__WRITTEN TASK__
Retype the stretch from the line containing "Which part of this frame contains the red" through the end of the material, character for character.

--- Begin LISTED RECORDS ---

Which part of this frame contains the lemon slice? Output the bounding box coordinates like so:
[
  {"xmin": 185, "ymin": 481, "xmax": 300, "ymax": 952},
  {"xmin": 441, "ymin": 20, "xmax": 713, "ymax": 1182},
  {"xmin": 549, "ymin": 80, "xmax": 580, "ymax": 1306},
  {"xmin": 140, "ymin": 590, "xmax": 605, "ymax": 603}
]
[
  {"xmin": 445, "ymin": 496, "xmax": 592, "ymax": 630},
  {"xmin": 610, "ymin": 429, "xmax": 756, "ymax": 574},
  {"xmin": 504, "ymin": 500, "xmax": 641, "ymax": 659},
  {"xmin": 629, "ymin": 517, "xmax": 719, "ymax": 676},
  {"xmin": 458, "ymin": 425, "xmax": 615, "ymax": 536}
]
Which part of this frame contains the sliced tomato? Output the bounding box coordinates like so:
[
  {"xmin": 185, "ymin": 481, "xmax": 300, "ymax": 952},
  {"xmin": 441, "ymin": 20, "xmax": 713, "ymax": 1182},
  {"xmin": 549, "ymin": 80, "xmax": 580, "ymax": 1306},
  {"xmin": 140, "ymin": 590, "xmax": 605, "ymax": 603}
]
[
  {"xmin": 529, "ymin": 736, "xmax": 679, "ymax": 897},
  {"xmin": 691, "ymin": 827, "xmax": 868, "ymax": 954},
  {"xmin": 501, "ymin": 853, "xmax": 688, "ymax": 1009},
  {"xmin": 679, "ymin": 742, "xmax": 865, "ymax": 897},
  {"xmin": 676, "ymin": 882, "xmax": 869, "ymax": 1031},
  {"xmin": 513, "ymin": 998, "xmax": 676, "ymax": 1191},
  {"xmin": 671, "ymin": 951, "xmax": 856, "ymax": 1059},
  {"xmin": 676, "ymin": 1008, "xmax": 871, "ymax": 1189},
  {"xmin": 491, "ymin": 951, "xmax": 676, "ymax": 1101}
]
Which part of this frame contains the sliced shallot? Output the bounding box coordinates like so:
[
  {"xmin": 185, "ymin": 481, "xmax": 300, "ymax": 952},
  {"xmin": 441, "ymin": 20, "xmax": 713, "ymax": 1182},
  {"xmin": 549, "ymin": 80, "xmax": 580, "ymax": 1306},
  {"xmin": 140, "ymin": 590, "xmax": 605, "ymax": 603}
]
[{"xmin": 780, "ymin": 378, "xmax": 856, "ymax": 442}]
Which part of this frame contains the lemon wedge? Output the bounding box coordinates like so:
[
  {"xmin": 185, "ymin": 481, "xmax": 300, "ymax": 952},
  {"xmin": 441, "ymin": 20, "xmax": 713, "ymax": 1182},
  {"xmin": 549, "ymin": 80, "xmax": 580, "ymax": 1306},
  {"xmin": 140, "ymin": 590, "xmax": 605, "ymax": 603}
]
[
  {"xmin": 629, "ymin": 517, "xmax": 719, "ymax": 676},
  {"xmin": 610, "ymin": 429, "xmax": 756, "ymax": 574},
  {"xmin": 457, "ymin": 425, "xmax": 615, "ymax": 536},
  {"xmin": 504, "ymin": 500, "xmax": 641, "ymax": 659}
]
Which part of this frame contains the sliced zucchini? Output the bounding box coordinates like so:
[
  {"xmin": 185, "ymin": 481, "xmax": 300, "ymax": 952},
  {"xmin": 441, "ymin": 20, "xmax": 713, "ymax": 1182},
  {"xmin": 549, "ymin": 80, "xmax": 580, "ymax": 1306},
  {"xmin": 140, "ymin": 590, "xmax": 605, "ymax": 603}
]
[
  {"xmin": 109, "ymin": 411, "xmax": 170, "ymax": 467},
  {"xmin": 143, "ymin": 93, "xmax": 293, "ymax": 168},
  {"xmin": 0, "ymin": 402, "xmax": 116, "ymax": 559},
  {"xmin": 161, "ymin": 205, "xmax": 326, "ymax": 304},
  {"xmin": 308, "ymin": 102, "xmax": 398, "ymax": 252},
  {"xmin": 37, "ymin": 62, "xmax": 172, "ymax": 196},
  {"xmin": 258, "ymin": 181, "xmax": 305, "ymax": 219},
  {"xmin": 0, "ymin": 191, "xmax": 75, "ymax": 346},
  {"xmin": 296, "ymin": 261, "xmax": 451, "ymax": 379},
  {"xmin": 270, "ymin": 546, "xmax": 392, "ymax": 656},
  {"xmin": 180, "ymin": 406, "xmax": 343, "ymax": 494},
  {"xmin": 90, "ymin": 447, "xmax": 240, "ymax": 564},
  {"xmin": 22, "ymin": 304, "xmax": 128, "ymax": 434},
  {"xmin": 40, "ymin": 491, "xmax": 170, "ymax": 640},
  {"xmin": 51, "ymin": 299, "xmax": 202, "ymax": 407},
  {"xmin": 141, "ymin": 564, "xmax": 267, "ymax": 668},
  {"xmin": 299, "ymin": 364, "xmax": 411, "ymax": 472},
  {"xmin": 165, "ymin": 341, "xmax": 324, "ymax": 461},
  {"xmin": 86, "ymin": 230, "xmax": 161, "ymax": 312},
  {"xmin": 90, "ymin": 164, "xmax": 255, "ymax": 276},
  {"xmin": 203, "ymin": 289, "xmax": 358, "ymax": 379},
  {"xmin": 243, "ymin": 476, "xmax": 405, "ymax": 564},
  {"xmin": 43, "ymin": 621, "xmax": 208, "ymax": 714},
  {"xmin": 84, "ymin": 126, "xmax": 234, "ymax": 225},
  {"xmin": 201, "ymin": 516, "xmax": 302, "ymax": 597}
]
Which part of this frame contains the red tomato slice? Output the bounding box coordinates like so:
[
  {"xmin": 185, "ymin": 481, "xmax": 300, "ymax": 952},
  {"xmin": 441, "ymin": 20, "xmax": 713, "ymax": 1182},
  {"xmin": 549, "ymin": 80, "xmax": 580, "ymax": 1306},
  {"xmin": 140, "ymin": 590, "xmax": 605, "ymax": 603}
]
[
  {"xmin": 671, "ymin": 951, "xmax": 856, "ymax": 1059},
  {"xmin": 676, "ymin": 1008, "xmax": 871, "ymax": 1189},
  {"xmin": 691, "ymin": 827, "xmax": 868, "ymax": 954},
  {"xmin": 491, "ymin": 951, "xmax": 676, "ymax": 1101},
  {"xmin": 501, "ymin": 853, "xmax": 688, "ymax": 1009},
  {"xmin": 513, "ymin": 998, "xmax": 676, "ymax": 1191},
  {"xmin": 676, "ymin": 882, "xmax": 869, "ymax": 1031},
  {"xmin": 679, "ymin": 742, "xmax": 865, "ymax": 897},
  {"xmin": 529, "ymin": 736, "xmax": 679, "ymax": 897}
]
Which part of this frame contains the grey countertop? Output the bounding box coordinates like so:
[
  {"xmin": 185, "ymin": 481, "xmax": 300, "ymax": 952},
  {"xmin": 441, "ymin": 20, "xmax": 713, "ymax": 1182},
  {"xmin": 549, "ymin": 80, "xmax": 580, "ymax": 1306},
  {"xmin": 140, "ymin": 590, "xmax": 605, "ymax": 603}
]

--- End LISTED RECORDS ---

__EXERCISE RESPONSE__
Which part of this frame contains the red tomato slice? Output the bounding box coordinates like so:
[
  {"xmin": 185, "ymin": 481, "xmax": 300, "ymax": 952},
  {"xmin": 441, "ymin": 20, "xmax": 713, "ymax": 1182},
  {"xmin": 549, "ymin": 80, "xmax": 580, "ymax": 1306},
  {"xmin": 140, "ymin": 590, "xmax": 605, "ymax": 603}
]
[
  {"xmin": 671, "ymin": 951, "xmax": 856, "ymax": 1059},
  {"xmin": 676, "ymin": 1008, "xmax": 871, "ymax": 1189},
  {"xmin": 691, "ymin": 827, "xmax": 868, "ymax": 954},
  {"xmin": 491, "ymin": 951, "xmax": 676, "ymax": 1101},
  {"xmin": 501, "ymin": 853, "xmax": 688, "ymax": 1009},
  {"xmin": 513, "ymin": 998, "xmax": 676, "ymax": 1191},
  {"xmin": 676, "ymin": 882, "xmax": 869, "ymax": 1031},
  {"xmin": 679, "ymin": 742, "xmax": 865, "ymax": 897},
  {"xmin": 529, "ymin": 736, "xmax": 679, "ymax": 897}
]
Which part of this frame contains the grey countertop? Output the bounding box coordinates like so:
[
  {"xmin": 185, "ymin": 481, "xmax": 300, "ymax": 952},
  {"xmin": 441, "ymin": 20, "xmax": 713, "ymax": 1182},
  {"xmin": 549, "ymin": 80, "xmax": 580, "ymax": 1306},
  {"xmin": 140, "ymin": 590, "xmax": 605, "ymax": 603}
]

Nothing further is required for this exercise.